### Passage provided

# Forum Home Renovation Decking  Clear/natural or tinted decking oil?

## simopimo

My deck is going to be built this week, yay. Spotted gum boards. I'm either going with Wattyl Forest wood, Cabot's Aqua deck or Floods Spa 'n Deck. Due to the different tints and the multiple combinations of tints and timbers,  it's hard to know what to go with. 
I figure that the Wattyl and Floods are the best two, but I would have thought that a tinted water based oil would have the best lwelcomed compared to a "natural" tint as they call it.  But what would I know? The boss wants a brownish finish to the spotted gum so I figured that a jarrah or merbau tint would be best, but does the tint really help the longevity? I definitely don't want a yellowish/orange finish though. 
Anyone out there with experience with spotted gum and decking oil tints? 
Also, the crew at Masters advised me to wait about 3 months before treatment or it would peel.  What are the opinions on this? The deck will be under a pergola although it does face west so half of it gets sun regardless.  However, weathering might not happen evenly as it doesn't all get full sun. 
Opinions and advice welcomed!

----------


## FletcherP

The more pigment, the longer lasting it will be. Paint will last longer than a stain. A stain will last longer than a tinted oil. 
The flip side is that the more pigment, the more the natural attributes of the timber are impacted. 
Of the brands you mentioned, Spa & Deck is more heavily pigmented and closer to a stain than decking oil, Forestwood depends on if you are talking about the stain or decking oil, and Aquadeck is a pigmented decking oil. 
It comes down to how often you want to maintain the deck versus how natural you want it to look. Stains change the colour of the timber, oils enhance the colour of the timber. 
The difference between a 'natural' tint and 'jarrah' or 'merbau' tints for a decking oil (stains don't usually have natural) can be pretty subtle. Natural is not a clear coating, it is brown. Jarrah will give more red tones, and Merbau will give more brown. 
Spotted gum is an oily timber, and can cause issues with some coatings if not left to weather - there are products that have be formulated in Australia to handle this attribute. 
Hope this helps.

----------


## simopimo

Thanks fletcherp. The Wattyl Forestwood I was looking at was the water based decking oil. About 8 hours after posting this, I found utemad and jimj's threads and got to reading. 
I think I'll go with Spa 'n Deck with a Jarrah or Merbau tint, provided i can find it - Bunnings and Mitre 10 don't seem to stock it in my area - as I don't know enough about the Forestwood and people here seem to rave about the Spa 'n Deck.  
My only other point was regarding changing the tint down the track. That is, going from a jarrah tint to Merbau and vice-versa. Just in case. I guess a light sand cures all... Got bitten by the Aquadeck Merbau on outdoor teak furniture and it's now a little orangey.

----------


## jimj

Not exactly sure but have heard Flood are going to offer small sample pots of Spa&Deck to try out . Merbau tint is more orange that Jarrah with Walnut brown being the darkest. 10 people can look at the same timber and stain and either like it,hateit or be indifferent to it.

### Records
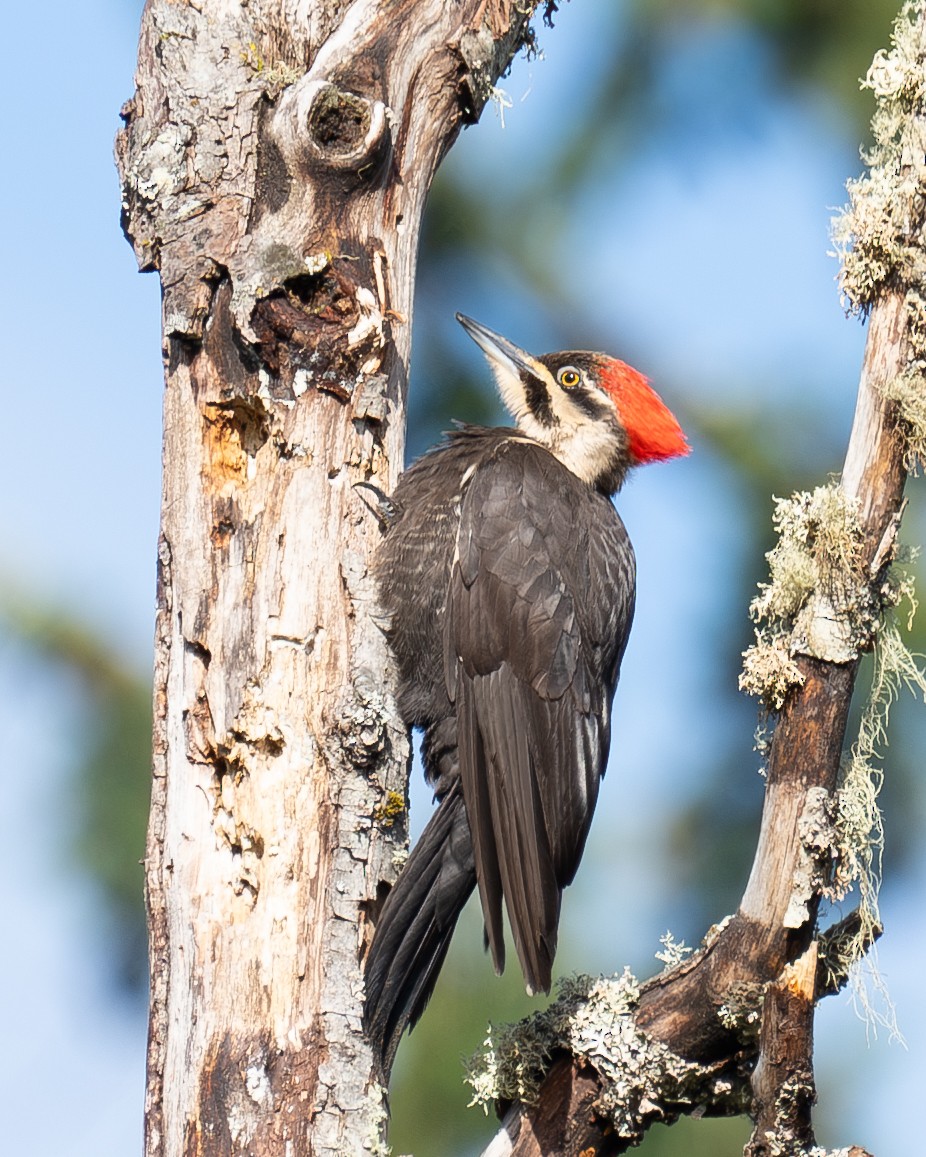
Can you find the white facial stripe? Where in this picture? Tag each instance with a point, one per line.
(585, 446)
==
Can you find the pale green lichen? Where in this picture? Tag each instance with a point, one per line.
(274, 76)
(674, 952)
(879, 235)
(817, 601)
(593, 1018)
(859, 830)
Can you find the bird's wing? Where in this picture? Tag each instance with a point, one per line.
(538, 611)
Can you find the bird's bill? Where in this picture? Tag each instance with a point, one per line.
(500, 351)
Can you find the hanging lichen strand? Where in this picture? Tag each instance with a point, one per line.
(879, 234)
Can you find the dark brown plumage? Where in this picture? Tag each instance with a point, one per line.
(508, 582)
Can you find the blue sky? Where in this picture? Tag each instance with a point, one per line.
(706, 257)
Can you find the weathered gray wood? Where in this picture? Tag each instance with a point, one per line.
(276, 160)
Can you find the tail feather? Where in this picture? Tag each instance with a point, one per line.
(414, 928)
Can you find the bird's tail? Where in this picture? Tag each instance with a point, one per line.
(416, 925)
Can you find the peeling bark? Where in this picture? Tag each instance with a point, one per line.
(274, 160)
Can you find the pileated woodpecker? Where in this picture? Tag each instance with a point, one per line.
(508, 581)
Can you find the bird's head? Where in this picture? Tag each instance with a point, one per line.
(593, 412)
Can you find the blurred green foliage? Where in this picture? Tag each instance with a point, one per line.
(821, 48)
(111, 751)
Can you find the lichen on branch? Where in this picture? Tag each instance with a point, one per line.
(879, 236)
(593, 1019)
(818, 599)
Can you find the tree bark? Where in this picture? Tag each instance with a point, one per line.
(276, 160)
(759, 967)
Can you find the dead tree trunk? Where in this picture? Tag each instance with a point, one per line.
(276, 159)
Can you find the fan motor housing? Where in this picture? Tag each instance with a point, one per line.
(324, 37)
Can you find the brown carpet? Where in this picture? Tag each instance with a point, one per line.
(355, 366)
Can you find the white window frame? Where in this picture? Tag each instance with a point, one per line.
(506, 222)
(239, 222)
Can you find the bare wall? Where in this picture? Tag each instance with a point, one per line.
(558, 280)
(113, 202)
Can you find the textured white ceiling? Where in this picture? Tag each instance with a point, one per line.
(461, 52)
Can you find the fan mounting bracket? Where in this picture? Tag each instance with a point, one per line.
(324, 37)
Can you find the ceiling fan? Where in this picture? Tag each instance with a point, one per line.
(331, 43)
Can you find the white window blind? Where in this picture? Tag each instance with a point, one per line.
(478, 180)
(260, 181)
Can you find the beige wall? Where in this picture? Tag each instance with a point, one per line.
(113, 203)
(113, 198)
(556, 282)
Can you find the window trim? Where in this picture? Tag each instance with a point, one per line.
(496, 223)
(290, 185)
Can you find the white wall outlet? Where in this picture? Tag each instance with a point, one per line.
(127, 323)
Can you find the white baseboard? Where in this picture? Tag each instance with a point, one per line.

### Work to do
(1) According to the decking oil thread, how long did the crew at Masters advise waiting before treating the deck?
(2) Repeat the part of the decking oil thread from "I think I'll" up to and including "a little orangey.", word for word.
(3) List every store named in the decking oil thread.

### Solved tasks
(1) About 3 months.

(2)
I think I'll go with Spa 'n Deck with a Jarrah or Merbau tint, provided i can find it - Bunnings and Mitre 10 don't seem to stock it in my area - as I don't know enough about the Forestwood and people here seem to rave about the Spa 'n Deck.  
My only other point was regarding changing the tint down the track. That is, going from a jarrah tint to Merbau and vice-versa. Just in case. I guess a light sand cures all... Got bitten by the Aquadeck Merbau on outdoor teak furniture and it's now a little orangey.

(3) Masters, Bunnings, Mitre 10